**DIRECTIONS FOR THIS TASK:** Return each line of the items below that contains the string "horizon", copying every such line in full.

>>>

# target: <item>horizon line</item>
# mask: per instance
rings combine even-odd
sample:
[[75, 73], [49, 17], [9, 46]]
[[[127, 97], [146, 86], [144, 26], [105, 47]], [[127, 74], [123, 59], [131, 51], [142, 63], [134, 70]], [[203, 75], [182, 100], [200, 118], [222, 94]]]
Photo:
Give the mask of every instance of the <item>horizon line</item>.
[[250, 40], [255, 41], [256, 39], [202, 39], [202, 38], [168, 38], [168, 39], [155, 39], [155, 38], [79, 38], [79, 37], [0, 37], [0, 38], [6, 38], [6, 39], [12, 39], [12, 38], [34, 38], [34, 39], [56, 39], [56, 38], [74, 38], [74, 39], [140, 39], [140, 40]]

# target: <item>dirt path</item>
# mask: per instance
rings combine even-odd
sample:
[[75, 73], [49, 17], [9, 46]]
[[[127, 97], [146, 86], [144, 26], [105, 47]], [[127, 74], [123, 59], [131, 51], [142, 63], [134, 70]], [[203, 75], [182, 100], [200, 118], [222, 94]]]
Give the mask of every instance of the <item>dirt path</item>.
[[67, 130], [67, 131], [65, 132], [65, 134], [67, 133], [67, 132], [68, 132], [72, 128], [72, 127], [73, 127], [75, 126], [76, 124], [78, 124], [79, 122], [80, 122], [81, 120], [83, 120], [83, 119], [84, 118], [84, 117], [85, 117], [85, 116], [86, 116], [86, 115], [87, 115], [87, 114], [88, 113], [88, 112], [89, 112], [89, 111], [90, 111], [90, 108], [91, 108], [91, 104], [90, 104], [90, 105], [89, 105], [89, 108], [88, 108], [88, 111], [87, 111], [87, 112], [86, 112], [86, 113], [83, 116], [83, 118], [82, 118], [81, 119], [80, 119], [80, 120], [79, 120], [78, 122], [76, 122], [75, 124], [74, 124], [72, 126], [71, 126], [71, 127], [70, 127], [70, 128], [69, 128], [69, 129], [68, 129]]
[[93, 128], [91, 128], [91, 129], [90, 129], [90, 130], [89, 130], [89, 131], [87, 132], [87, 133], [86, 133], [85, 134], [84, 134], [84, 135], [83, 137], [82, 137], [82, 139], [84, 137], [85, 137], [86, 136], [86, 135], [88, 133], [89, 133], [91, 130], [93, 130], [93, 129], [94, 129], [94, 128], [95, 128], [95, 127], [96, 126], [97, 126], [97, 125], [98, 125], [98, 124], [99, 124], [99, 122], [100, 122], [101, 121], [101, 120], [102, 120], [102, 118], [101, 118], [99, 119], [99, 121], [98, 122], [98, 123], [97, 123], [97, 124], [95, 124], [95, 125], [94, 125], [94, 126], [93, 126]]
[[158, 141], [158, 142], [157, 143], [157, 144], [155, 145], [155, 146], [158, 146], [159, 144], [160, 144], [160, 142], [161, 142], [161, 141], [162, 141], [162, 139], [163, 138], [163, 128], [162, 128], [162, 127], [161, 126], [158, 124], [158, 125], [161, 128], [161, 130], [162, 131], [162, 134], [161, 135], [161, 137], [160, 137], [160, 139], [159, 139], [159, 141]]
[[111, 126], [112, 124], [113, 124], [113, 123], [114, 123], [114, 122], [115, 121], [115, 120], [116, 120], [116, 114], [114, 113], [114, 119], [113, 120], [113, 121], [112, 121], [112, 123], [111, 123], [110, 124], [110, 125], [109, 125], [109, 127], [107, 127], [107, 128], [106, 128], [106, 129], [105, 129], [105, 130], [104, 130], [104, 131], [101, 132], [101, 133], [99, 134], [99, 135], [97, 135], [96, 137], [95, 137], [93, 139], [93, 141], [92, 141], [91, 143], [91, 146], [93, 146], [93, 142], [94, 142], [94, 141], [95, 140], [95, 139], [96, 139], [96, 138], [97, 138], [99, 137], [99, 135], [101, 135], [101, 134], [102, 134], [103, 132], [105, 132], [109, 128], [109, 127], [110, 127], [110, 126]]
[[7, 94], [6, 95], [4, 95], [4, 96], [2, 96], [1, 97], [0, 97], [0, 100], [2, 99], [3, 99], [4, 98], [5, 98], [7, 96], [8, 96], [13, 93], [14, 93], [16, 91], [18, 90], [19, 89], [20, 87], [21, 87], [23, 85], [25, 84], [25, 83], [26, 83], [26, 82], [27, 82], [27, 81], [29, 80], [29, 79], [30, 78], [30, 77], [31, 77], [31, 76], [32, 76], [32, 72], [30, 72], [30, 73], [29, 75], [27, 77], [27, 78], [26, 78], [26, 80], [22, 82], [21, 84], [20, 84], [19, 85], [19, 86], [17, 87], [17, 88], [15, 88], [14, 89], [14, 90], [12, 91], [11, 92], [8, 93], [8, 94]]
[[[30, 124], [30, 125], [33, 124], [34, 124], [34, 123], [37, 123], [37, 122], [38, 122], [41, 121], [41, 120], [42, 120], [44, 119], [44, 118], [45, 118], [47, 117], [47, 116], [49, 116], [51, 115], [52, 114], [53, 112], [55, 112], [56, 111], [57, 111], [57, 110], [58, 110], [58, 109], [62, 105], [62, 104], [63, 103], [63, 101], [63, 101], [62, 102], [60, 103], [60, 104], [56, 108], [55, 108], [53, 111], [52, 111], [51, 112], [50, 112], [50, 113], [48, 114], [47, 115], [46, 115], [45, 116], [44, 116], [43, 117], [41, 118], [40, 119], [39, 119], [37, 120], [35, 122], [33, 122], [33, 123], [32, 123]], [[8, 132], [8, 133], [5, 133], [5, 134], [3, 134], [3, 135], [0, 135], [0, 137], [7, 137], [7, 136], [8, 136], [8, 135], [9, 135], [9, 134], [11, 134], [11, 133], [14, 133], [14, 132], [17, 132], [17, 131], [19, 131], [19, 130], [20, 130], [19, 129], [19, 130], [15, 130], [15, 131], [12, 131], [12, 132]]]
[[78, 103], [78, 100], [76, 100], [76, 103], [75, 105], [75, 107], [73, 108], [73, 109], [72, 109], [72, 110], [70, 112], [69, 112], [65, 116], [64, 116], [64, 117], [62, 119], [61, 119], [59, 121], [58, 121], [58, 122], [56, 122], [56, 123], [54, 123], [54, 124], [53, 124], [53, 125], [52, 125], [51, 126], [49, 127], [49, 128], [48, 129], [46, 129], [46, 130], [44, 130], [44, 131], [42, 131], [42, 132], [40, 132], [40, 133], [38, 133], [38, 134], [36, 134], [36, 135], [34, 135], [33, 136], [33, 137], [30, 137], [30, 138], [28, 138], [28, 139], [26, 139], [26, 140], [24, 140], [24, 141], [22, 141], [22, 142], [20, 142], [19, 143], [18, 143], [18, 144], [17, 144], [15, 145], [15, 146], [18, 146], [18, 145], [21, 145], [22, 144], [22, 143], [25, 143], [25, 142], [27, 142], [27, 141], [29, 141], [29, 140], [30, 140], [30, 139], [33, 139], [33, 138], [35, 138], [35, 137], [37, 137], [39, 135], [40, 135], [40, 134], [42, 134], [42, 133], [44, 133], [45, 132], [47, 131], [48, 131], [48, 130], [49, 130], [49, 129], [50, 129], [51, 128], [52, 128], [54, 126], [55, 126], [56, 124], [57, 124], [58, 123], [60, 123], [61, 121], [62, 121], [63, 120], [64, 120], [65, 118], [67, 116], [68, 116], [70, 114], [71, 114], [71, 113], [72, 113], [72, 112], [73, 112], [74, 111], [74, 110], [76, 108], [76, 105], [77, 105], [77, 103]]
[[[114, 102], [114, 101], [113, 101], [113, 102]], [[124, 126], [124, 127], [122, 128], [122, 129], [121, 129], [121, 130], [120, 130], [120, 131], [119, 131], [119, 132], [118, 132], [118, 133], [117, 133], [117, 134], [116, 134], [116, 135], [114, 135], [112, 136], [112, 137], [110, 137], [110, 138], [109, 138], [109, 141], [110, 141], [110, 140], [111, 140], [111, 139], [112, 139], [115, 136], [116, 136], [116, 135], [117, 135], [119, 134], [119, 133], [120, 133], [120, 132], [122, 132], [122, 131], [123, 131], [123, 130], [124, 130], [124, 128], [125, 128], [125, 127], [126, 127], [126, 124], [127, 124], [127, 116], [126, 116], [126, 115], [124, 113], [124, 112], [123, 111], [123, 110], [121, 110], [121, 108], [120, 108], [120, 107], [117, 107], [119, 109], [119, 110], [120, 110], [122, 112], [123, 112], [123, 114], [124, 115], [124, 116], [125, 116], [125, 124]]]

<<<

**SOLUTION TO THE EXERCISE:**
# target: <item>horizon line</item>
Give the mask of every instance of the <item>horizon line</item>.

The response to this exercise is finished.